SUPPLIED DATA =>
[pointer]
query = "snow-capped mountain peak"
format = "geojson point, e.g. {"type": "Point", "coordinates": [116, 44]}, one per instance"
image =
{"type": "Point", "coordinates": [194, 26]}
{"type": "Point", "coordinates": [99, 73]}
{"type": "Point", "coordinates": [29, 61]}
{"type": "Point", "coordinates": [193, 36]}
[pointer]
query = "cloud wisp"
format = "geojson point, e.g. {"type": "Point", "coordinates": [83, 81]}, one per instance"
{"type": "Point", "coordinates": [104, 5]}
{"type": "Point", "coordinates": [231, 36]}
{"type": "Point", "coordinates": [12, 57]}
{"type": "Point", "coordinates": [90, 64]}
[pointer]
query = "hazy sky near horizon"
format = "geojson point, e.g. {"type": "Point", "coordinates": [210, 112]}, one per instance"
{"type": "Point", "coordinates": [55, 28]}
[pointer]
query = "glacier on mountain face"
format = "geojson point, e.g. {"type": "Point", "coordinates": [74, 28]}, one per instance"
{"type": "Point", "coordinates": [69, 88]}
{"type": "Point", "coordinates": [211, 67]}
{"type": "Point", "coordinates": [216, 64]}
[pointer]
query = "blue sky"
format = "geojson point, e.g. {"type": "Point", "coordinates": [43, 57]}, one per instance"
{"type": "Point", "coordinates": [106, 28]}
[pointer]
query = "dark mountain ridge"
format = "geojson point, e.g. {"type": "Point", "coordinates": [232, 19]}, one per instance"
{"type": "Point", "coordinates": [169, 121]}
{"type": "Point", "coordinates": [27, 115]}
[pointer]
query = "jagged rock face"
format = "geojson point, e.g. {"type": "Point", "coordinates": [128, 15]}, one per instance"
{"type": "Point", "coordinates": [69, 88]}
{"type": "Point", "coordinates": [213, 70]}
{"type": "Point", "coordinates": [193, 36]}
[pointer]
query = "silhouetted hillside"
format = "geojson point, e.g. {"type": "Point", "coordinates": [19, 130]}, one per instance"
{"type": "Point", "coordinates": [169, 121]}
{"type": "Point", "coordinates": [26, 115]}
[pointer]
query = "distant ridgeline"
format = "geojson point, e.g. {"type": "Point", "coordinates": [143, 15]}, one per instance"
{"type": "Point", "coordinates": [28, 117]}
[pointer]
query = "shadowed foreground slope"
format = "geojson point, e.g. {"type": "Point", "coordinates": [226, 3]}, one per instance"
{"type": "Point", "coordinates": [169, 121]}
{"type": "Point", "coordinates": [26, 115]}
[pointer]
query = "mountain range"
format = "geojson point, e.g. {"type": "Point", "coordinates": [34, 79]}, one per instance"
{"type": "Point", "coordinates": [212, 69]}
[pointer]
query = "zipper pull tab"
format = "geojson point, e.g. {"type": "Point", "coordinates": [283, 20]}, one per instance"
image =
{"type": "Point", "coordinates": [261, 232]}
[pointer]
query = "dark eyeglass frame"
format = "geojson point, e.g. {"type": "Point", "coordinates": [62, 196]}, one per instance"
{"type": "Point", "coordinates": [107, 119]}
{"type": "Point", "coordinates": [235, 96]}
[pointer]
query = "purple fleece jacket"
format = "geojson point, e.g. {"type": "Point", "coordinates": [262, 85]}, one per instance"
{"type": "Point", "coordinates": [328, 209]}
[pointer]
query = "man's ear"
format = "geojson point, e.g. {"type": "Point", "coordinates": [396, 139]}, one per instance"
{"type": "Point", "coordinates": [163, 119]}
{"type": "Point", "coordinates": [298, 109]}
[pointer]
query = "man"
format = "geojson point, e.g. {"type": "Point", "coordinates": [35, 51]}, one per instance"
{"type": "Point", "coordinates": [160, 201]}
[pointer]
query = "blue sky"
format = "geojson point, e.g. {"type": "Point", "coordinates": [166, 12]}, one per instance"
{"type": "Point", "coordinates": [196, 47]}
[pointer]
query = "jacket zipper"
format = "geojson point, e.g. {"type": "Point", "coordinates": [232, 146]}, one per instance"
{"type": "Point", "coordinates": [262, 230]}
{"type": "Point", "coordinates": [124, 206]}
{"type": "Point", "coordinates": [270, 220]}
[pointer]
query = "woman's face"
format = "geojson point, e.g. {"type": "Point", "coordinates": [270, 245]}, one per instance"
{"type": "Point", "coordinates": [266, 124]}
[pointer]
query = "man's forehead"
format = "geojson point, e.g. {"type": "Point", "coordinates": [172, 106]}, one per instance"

TASK REQUIREMENTS => How many lines of the listing contain "mountain"? Say only that number.

ANSWER AREA => 4